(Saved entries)
==*==

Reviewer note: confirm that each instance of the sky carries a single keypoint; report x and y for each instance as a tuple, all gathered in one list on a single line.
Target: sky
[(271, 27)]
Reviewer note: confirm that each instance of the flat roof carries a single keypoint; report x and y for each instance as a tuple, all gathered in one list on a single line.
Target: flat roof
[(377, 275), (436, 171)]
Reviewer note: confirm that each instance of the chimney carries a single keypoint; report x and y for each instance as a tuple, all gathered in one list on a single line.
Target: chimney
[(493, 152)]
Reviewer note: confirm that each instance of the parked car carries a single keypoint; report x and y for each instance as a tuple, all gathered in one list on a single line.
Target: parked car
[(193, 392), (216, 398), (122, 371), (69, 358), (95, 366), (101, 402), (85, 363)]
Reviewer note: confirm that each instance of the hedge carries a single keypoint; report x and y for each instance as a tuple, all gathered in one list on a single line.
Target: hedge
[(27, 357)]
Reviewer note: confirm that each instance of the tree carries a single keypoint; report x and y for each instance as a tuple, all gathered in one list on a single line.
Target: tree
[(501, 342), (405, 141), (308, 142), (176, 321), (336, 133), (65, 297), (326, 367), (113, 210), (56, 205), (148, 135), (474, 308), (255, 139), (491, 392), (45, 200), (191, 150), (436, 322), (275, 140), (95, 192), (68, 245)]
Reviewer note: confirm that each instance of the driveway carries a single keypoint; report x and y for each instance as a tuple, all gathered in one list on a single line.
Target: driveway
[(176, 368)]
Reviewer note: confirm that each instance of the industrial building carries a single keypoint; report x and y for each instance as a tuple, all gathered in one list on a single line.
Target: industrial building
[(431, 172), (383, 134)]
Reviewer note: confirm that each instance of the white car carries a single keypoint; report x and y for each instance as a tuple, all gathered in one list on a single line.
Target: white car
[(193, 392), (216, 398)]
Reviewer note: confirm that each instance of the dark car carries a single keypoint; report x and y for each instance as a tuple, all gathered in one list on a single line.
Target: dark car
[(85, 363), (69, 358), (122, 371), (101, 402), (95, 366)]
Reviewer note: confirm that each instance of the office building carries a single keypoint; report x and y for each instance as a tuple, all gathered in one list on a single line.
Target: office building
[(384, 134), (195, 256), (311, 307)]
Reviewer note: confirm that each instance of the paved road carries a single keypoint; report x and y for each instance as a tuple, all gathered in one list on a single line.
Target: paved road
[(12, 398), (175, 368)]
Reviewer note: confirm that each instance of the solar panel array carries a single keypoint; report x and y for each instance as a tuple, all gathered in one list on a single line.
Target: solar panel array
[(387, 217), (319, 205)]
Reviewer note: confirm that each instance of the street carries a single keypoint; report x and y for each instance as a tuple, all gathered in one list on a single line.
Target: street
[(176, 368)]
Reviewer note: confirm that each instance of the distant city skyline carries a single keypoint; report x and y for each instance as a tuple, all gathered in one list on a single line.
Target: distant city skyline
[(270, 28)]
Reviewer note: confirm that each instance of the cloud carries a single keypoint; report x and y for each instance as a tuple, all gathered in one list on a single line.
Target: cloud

==*==

> **PROMPT**
Show all lines in the entries above where the word "cloud" appears.

> **ANSWER AREA**
Reviewer note: confirm that each instance of the cloud carries a single keypoint; report x and y for each instance as a tuple, all gathered in one list on a single line.
Target: cloud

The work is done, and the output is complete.